_SELECTED EXTRACT_.
- - -
| Standard Chartered Modaraba provides companies
the opportunity to avail lease finance for plant and machinery,
motor vehicles, and office equipment at competitive rates. SCM
holds ownership of the assets until all outstandings have been
cleared. The client avails the economic benefit of the asset
with its usage.
The lease finance offered by the Modaraba can be divided
into two main products:
- Direct lease
- Sale and leaseback
Direct lease
A Direct lease is one in which a new asset is leased to a
company and the supplier is paid directly by SCM. The product
is particularly suited for customers in the expansion phase
and looking for alternative financing. The customer is required
to contact the supplier and look for an asset according to
its requirements. The customer also negotiates the price.
The role of SCM is limited to that of financier. As a result,
SCM simply pays the supplier the amount agreed with the lessee.
Sale & leaseback
A sale and leaseback transaction is one where a company has
an existing asset leased from SCM. In this case, a payment
is made to the customer instead of the supplier. The customer
sells its existing asset to SCM at the market/cost price,
and simultaneously leases it from SCM. Therefore, the customer
effectively gets financing for assets already under its use.
This transaction is not restricted to second-hand assets and
can also be conducted for assets recently purchased by the
customer.
General features of a lease
The standard leasing product offered by SCM is as follows:
Asset : Plant & machinery, motor vehicles and office
equipment
Lease amount : Cost of the asset
Security Deposit : 10% (or 5% for motor vehicles)
Term : 3 to 5 years
Payments : Monthly or quarterly
Lease rental : In advance/arrears
Although, the above mentioned terms are generally offered,
SCM has the flexibility to adapt its product according to
its customers requirements. Therefore, these terms can
be altered to give a tailor made product for the customer.
Modus Operandi
The following steps are followed by SCM when booking a lease:
Step 1 - Proposal Letter
Prospective customers are provided with a proposal letter
determining the terms and conditions of the lease. The proposal
letter specifies the lease amount, security deposit, lease
period, and rentals amount being offered to the customer for
the particular asset. These terms vary with the market trends,
customers requirements and credit worthiness.
- - -
_WORK TO COMPLETE_.
[a] Answer these questions using the lease finance description:
(i) In a direct lease, whom does SCM pay?
(ii) What security deposit applies to motor vehicles under the standard leasing product?
(iii) What four items does the proposal letter specify?
[b] Extend the description of Standard Chartered Modaraba's lease finance, beginning after its final sentence.
- - -
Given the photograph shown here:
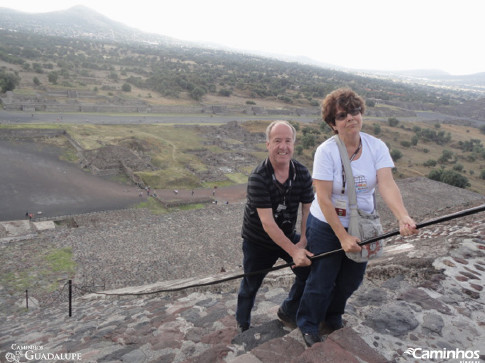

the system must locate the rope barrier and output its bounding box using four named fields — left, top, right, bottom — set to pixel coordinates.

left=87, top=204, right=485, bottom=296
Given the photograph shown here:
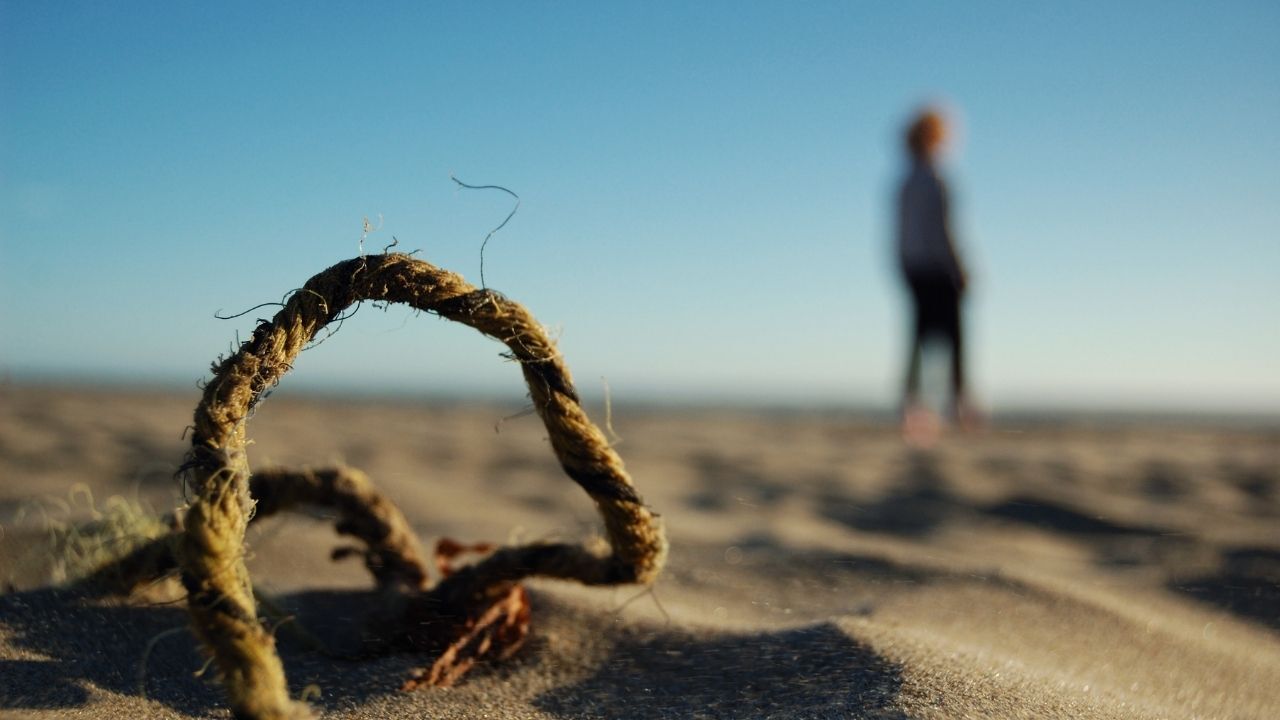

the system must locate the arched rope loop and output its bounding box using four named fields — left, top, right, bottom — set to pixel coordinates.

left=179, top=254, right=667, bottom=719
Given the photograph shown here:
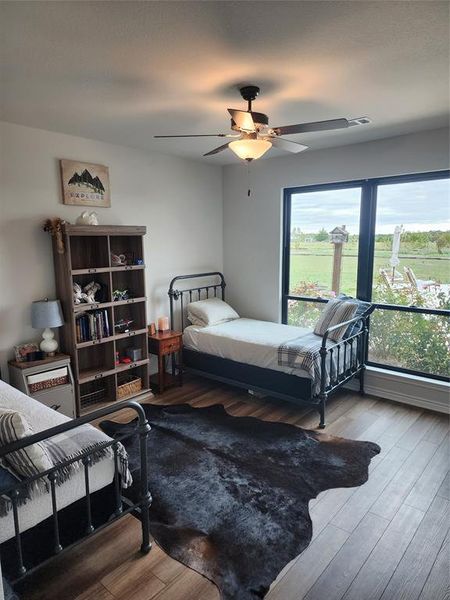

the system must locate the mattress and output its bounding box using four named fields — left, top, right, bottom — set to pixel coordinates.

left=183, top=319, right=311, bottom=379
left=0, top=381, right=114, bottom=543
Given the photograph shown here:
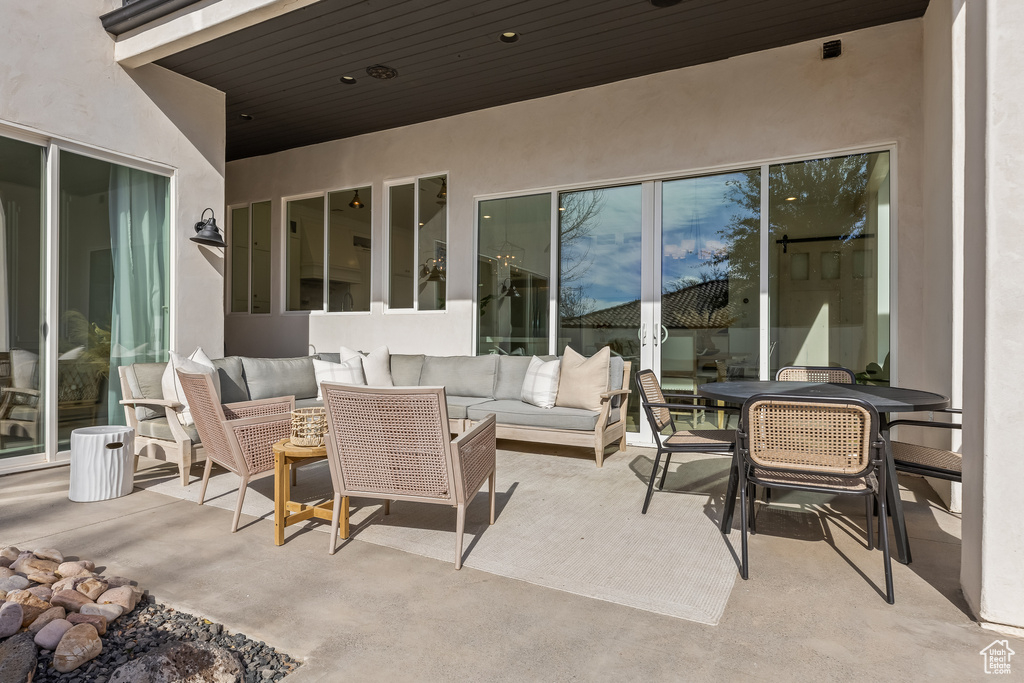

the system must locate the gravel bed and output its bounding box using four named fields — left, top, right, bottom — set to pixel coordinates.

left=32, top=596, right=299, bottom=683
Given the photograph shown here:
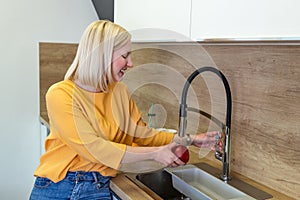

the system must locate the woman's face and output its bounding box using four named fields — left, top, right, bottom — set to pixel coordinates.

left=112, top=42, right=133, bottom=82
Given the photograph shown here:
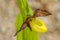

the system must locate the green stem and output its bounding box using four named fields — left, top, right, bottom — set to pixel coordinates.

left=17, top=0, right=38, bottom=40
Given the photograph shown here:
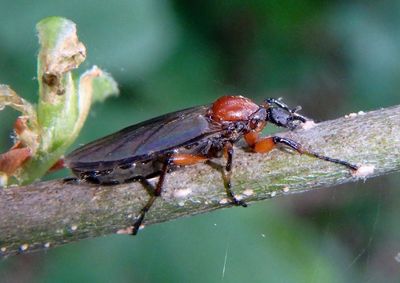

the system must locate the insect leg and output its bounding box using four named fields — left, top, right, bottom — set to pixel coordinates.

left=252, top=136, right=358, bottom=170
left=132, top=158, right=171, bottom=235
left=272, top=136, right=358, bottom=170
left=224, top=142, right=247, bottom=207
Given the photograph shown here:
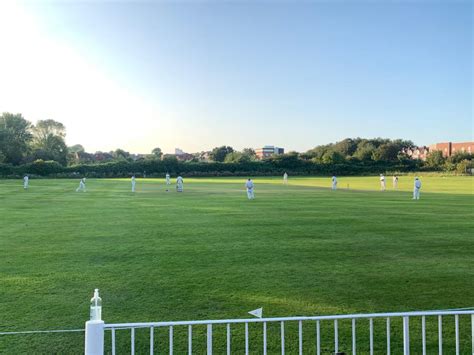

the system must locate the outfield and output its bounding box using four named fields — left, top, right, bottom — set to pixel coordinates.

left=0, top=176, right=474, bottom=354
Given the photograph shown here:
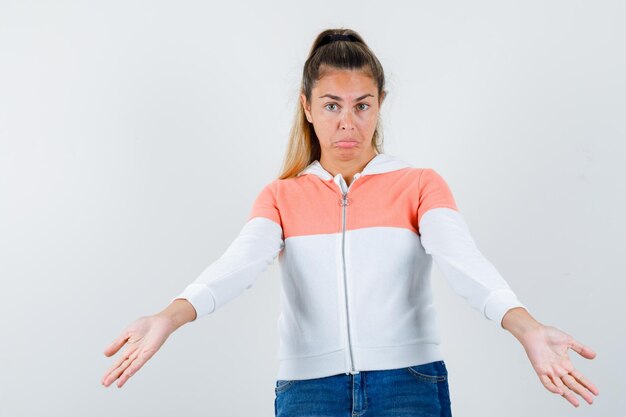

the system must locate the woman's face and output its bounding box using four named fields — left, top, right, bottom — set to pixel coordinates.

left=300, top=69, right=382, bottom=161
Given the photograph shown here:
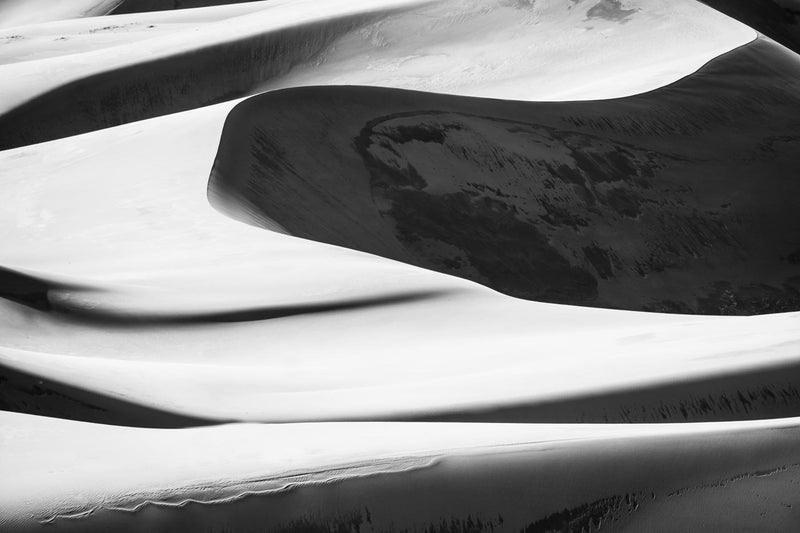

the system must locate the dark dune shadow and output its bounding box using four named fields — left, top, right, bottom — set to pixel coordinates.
- - -
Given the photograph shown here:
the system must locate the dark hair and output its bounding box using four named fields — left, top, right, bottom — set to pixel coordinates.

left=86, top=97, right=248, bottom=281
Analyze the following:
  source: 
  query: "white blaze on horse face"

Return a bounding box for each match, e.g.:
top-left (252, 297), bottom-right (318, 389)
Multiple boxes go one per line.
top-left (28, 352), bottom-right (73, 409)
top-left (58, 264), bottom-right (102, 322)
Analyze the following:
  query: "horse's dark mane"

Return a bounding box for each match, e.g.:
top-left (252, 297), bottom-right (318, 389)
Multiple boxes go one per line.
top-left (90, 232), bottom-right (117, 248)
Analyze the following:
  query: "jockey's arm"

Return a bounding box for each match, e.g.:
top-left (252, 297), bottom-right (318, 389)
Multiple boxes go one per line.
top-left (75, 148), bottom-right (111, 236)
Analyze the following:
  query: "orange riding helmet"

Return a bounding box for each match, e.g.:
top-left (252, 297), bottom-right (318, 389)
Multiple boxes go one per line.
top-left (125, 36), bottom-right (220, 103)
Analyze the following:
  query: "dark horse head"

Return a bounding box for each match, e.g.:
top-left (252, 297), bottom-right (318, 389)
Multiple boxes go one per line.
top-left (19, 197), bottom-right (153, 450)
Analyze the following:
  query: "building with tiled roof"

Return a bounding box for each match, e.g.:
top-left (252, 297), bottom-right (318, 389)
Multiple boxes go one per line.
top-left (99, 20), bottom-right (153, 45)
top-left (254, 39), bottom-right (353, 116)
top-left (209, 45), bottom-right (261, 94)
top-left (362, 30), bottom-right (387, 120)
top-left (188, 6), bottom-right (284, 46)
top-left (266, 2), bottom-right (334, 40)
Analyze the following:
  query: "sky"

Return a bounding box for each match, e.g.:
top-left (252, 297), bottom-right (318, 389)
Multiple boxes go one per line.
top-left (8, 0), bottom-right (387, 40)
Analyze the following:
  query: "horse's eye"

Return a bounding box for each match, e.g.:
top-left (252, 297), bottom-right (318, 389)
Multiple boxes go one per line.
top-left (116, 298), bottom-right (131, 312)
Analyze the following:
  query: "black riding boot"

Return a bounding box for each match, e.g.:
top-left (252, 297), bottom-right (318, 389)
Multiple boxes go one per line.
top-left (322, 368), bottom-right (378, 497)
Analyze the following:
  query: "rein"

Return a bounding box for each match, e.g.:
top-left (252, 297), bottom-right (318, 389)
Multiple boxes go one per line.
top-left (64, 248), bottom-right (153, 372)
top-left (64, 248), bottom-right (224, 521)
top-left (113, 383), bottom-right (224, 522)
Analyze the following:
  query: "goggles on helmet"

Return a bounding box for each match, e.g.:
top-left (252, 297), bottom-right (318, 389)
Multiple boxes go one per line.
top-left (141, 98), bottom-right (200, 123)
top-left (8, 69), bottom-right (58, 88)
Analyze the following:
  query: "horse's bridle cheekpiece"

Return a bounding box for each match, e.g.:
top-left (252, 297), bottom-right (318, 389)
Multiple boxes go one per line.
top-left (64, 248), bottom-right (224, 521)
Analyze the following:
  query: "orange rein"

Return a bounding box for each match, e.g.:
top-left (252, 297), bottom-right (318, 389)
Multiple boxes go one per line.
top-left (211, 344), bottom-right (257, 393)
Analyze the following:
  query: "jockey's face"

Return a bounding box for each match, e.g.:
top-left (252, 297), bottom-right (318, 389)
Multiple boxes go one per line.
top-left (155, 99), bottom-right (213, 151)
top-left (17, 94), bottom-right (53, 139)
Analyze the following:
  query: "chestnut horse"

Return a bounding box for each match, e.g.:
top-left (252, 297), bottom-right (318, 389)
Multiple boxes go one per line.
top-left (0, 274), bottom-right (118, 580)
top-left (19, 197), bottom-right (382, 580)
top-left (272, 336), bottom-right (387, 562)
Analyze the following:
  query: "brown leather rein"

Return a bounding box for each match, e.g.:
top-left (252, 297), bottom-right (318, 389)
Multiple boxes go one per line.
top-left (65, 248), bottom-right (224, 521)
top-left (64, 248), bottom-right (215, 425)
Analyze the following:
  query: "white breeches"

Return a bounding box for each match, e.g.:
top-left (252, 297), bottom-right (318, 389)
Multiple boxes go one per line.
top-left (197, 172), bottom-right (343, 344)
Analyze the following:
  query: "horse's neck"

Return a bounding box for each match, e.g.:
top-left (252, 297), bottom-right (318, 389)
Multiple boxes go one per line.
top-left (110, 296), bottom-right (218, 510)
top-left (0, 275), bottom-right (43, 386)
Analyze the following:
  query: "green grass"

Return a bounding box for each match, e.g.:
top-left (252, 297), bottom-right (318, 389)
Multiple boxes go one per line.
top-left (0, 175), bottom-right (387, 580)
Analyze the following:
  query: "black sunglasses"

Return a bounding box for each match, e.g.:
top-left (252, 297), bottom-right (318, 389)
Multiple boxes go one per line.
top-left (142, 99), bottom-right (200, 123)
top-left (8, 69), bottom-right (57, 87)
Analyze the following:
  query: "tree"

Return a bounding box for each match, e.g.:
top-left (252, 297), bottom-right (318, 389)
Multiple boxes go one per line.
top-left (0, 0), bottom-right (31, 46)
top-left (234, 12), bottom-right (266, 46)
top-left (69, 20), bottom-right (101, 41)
- - -
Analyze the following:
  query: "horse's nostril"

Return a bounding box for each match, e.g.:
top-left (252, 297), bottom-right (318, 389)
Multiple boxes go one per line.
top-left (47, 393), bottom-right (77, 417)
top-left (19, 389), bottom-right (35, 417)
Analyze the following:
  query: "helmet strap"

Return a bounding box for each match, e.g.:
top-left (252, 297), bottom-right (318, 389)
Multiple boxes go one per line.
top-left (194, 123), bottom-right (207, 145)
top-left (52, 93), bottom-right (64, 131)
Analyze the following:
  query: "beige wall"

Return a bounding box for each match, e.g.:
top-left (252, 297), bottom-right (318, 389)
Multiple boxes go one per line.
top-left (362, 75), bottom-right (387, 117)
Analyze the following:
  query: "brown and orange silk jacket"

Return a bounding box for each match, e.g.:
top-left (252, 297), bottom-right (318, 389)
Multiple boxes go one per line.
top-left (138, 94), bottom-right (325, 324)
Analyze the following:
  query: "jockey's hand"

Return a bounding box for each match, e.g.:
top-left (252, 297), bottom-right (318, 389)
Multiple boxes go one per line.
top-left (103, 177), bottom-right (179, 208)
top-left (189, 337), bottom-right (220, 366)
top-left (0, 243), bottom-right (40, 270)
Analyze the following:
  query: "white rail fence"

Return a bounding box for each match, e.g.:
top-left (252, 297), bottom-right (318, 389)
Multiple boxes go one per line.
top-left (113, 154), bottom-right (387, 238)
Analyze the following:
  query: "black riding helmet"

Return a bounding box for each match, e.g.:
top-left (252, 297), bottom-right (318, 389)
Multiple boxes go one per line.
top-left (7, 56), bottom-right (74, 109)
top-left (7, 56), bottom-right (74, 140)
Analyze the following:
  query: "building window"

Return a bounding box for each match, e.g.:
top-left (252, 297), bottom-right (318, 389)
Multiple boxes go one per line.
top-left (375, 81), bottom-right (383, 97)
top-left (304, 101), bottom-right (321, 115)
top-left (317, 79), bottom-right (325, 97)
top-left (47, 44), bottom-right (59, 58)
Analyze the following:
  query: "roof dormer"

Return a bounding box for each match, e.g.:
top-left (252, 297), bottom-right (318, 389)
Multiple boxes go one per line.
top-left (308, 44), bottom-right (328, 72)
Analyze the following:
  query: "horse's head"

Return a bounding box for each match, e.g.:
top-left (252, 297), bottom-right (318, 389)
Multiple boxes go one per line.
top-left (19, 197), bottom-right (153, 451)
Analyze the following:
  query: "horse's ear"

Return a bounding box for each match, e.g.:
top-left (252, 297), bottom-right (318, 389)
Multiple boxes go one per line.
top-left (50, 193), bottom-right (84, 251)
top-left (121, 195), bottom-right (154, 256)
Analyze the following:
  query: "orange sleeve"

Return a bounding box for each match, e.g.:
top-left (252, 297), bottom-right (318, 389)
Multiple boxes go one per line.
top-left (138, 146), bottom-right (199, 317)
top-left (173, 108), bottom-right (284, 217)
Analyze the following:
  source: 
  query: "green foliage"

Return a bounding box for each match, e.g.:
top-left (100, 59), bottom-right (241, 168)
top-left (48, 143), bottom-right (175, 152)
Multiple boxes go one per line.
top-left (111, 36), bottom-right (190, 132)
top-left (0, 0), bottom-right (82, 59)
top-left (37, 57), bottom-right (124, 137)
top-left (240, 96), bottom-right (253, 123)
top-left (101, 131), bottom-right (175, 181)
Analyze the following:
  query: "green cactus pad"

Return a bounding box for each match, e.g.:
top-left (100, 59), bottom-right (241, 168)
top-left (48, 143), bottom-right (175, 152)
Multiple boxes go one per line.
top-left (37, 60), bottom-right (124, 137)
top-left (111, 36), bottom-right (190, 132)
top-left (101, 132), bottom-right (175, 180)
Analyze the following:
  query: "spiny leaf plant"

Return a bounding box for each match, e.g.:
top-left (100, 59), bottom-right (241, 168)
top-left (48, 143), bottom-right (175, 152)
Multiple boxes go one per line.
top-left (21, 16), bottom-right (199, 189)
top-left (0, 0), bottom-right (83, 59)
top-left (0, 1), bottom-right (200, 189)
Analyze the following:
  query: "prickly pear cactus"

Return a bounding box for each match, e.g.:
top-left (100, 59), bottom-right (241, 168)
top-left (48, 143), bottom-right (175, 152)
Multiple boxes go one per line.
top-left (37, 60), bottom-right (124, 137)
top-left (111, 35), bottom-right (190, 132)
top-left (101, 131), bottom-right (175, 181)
- - -
_TASK ANSWERS_.
[a]
(i) The supplier.
(ii) 5%.
(iii) The lease amount, security deposit, lease period and rentals amount.

[b]
Step 2 - Credit Analysis
On the acceptance of the customer, a comprehensive analysis
of the customer is conducted and a proposal is prepared to
obtain internal approvals. An approval is sought to provide
the customer with a facility limit based on their leasing
requirements for the year. This process is conducted for new
customers and a review is conducted at each subsequent anniversary
of disbursement.
Step 3 - Internal Approvals
All proposals are subject to internal approvals. Once the
approval is obtained the customer is provided with a facility
limit commensurate with the customer requirement and perceived
risk.
Step 4 - Establishment of a Facility Limit
The Facility Limit is the total lease amount a customer can
avail during the year. The facility limit has been designed
to reduce the initial time taken to obtain approvals for existing
customers by skipping steps 2, 3 and 4. This enables the customer
to save on time and acquire leases easily. This limit is renewed
or enhanced on an annual basis. However, if the customer has
a requirement that exceeds the facility limit during the year
then fresh approvals have to be sought.
Steps 5 - Security Documentation
The customer is required to sign a lease agreement, which
specifies the terms and conditions with SCM to finalize the
contract. Additionally, standard security documents are obtained
from the customer to fulfil SCMs due diligence requirement.
Step 6 - Disbursement
The final stage is the disbursement of the lease amount.
The amount disbursed can be the entire lease amount or the
security deposit, advance rental and documentation charges
can be deducted (in case of sale & leaseback or reimbursement).
The customer is provided with a cheque or payorder / demand
draft according to the customers requirement drawn in favour
of the supplier (direct lease) or the company itself (sale
and leaseback).
Existing Customers
The modus operandi for existing customers is relatively simple.
Requirements within the facility limit are met by leasing
on the customers acceptance of the terms and conditions
of the lease proposal. Companies that depict a satisfactory
track record are given more flexible terms. The customers
terms are customized to meet their requirements. As a result,
a specific product can be developed for them and further leases
are executed on the same pattern. The credit analysis of the
existing customers is carried on an annual basis instead of
for every lease contract.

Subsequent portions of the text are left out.